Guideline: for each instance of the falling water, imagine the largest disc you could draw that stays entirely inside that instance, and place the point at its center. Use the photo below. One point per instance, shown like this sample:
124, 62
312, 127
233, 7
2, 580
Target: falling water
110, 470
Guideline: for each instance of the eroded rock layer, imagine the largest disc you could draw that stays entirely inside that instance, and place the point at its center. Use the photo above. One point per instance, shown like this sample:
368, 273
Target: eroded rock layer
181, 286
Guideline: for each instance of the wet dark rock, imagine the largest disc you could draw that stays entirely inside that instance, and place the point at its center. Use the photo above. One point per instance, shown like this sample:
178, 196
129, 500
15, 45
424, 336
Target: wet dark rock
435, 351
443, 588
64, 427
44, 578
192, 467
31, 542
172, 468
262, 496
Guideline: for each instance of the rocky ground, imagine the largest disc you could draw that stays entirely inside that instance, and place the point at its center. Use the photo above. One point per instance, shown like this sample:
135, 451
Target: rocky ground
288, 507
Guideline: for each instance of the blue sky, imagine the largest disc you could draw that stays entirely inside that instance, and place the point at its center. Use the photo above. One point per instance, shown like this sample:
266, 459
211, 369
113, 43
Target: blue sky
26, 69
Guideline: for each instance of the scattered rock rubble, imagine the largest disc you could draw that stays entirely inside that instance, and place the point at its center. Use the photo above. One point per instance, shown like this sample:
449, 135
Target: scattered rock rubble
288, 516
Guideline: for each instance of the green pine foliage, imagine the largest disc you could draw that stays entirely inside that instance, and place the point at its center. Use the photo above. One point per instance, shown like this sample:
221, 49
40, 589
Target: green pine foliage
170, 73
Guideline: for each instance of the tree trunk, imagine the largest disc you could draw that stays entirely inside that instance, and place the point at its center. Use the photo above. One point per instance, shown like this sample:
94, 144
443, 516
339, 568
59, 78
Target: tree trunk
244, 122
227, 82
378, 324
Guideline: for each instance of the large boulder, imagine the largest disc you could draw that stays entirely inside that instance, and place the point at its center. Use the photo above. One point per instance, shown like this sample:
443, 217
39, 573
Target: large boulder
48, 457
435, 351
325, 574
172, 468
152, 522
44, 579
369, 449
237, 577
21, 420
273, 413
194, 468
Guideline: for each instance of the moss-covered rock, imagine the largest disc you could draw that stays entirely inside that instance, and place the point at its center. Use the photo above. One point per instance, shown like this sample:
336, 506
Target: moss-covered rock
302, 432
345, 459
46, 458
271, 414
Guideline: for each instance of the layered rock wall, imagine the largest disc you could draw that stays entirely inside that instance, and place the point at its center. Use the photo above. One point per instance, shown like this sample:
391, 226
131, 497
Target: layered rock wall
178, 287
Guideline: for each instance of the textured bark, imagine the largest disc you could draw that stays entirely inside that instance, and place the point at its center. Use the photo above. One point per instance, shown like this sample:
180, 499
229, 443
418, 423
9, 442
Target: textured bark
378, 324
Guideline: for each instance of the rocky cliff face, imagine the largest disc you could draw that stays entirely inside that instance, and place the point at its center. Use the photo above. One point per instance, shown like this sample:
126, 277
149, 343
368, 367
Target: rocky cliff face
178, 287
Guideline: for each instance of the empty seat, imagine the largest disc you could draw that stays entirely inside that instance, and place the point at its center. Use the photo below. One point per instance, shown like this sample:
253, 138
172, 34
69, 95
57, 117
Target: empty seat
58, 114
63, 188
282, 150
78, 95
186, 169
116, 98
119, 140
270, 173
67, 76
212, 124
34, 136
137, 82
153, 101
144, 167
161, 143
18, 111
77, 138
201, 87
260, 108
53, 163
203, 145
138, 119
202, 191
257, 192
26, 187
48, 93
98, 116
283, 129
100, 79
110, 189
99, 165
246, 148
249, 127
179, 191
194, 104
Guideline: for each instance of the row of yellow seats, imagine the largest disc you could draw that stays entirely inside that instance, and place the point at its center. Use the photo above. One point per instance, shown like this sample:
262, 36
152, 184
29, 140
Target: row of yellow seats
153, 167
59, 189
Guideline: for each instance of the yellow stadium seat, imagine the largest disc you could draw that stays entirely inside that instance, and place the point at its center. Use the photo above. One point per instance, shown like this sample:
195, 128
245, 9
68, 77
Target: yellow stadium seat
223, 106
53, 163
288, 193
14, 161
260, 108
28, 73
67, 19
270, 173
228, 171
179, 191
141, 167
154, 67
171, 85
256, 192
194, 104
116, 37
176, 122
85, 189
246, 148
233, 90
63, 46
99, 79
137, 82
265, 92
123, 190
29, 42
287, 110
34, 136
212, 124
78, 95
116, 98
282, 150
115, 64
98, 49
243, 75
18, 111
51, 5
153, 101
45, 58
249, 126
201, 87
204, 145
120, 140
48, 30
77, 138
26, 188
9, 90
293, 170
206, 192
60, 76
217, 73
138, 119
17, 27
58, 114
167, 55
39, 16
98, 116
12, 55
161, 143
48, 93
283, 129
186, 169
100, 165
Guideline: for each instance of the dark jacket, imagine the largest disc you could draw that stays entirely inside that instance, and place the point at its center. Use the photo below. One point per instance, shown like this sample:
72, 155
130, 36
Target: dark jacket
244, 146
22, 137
-*-*-
> _ACTIVITY_: Repeat the material above exactly and in full.

> _OUTPUT BELOW_:
Guideline: for each instance of the falling water, imagine the largest disc you could draw that stays entirely inside that instance, and place the point at its center. Use the photo below. One point per instance, shown like this sample:
124, 62
312, 127
233, 7
2, 580
Target: falling water
110, 470
Guideline: for each instance of the eroded rock layer, imagine the largest disc you could draw that stays entirely inside that instance, and place the point at its center. Use the photo above. One point per instance, shown like this sample:
368, 273
Target: eroded rock layer
181, 286
Guideline: for each instance of the wet dark rock, imagine the largest disc you could draw that stays entirely inside that instance, and place the point at its center. Use the photo above. One point per instance, shown like this sample:
178, 196
129, 500
15, 45
424, 336
Target: wet dark rock
435, 351
443, 588
64, 427
44, 578
192, 467
31, 542
172, 468
262, 496
Guideline: for each instance of the rocky ground, imagine the largest disc you could draw that stays entirely inside that instance, and place the point at its center. Use the photo above. One point per instance, shown like this sample:
135, 451
Target: rocky ground
288, 507
Guideline: for each instance of the blue sky, imagine the largest disc you could draw that stays entirely inside that instance, and place the point at its center. Use the photo above. One point per instance, shown like this sample:
266, 459
211, 369
113, 43
Target: blue sky
26, 69
Guideline: for each instance of the scattered rock rubble, imagine the largest disc you could draw that stays entirely inside that instance, and place the point at its center. Use the photo above. One point per instance, shown like this sample:
449, 135
Target: scattered rock rubble
288, 516
Guideline: for each instance of the green pine foliage, imagine the largest disc you could draw that stays entirely inside that instance, and place the point at its center. Use the photo above. One point per instance, shown like this sample:
221, 49
40, 589
Target: green pine foliage
170, 73
Guideline: for each instance of the tree trunk, imagine the largest disc you could draw that stays entirely inside that instance, and place the point at its center. Use the photo above. One point per instance, shown like this sample:
94, 144
443, 516
339, 568
59, 78
Target: tree trunk
244, 122
227, 82
378, 324
Guideline: for each instance of the large boulder, imagine the largest disc you could draw that stays entirely inside that instance, and place the point at its center. Use the photo above. One point per instance, shown like this sample:
443, 217
39, 573
Target: large boulder
48, 457
435, 351
325, 574
172, 468
152, 522
44, 579
369, 449
237, 577
21, 420
273, 413
194, 468
Guideline: for each instance of the moss-covered rock, imagine the largest disc you could draw that stays entirely inside that instance, and place the point at its center. Use the photo above. One point per instance, shown like this sample:
336, 506
Target: moss-covered rock
302, 432
345, 459
46, 458
271, 414
Guideline: for each instance of the layered rock wall, imagine the largest disc you could draw that stays entirely inside that instance, and place the point at its center. Use the photo above. One point per instance, shown like this sample:
391, 226
131, 497
Target: layered rock wall
178, 287
Guideline: for each instance of the textured bark, imagine the largest disc you could draw that stays entirely inside that instance, and place the point at its center. Use the photo above. One point per instance, shown like this sample:
180, 499
229, 443
418, 423
9, 442
Target: textured bark
378, 324
Guideline: for each instance of the rocky cliff face, imagine the largest disc you could draw that stays entirely inside that instance, and place the point at its center. Use the photo above. One point per instance, shown like this sample:
126, 277
149, 343
368, 367
Target: rocky cliff face
178, 287
Guideline: for each instance of the empty seat, imagine the largest disc you could draw that stays entirely inside that instance, and place the point at its center. Use the photo below. One point per instance, shown like this sample:
253, 138
172, 34
69, 95
57, 117
Target: empty seat
58, 114
63, 188
282, 150
78, 95
186, 169
116, 98
119, 140
270, 173
67, 76
212, 124
34, 136
137, 82
153, 101
144, 167
161, 143
18, 111
77, 138
201, 87
260, 108
53, 163
203, 145
138, 119
202, 191
257, 192
26, 187
48, 93
98, 116
283, 129
100, 79
110, 189
99, 165
246, 148
249, 127
179, 191
194, 104
Guideline: for each instance of the row of yellow seats, imagine the largest disc you could draw that stays entirely inside that instance, and place the point at its center. Use the photo above. One point per instance, shown like this sample:
262, 36
152, 184
29, 140
Target: row of yellow seats
153, 167
59, 189
Guideline: for each instance of the yellow stadium seat, imagine the largest disc you could draw that stays entirely inside that instance, and place the point at its center. Use the photo above. One point per instance, shown like this sample:
195, 128
245, 9
68, 77
Target: yellow stadium seat
223, 106
53, 163
288, 193
14, 161
260, 108
28, 73
67, 19
270, 173
228, 171
179, 191
141, 167
154, 67
171, 85
256, 192
194, 104
116, 37
176, 122
85, 189
246, 148
233, 90
63, 46
99, 79
137, 82
265, 92
123, 190
29, 42
287, 110
34, 136
212, 124
78, 95
116, 98
282, 150
115, 64
98, 49
243, 75
18, 111
51, 5
153, 101
45, 58
249, 126
201, 87
204, 145
120, 140
48, 30
77, 138
26, 188
9, 90
293, 170
206, 192
60, 76
217, 73
138, 119
17, 27
58, 114
167, 55
39, 16
98, 116
12, 55
161, 143
48, 93
283, 129
186, 169
100, 165
Guideline: for each instance of the dark jacket, imagine the largest disc you could draw that stays entirely inside that instance, and place the point at its center. Use the photo below. One point per instance, shown like this sample:
72, 155
130, 36
Target: dark jacket
244, 146
22, 137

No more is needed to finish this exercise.